■ Exercise objective
Give back only the line containing "Output shape: a" and every line after it through the end of the data below, transcribed exactly.

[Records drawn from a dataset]
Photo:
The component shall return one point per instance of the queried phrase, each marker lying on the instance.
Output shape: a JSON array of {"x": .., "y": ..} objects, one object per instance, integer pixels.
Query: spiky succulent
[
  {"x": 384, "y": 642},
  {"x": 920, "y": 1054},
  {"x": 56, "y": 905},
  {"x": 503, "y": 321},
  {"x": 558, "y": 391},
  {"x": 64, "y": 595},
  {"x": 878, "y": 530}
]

■ Result
Output shape: a JSON array of {"x": .., "y": ..} objects, one object per instance, integer pixels.
Query: spiky succulent
[
  {"x": 384, "y": 642},
  {"x": 920, "y": 1054},
  {"x": 56, "y": 905},
  {"x": 503, "y": 321},
  {"x": 558, "y": 391},
  {"x": 64, "y": 595},
  {"x": 878, "y": 530}
]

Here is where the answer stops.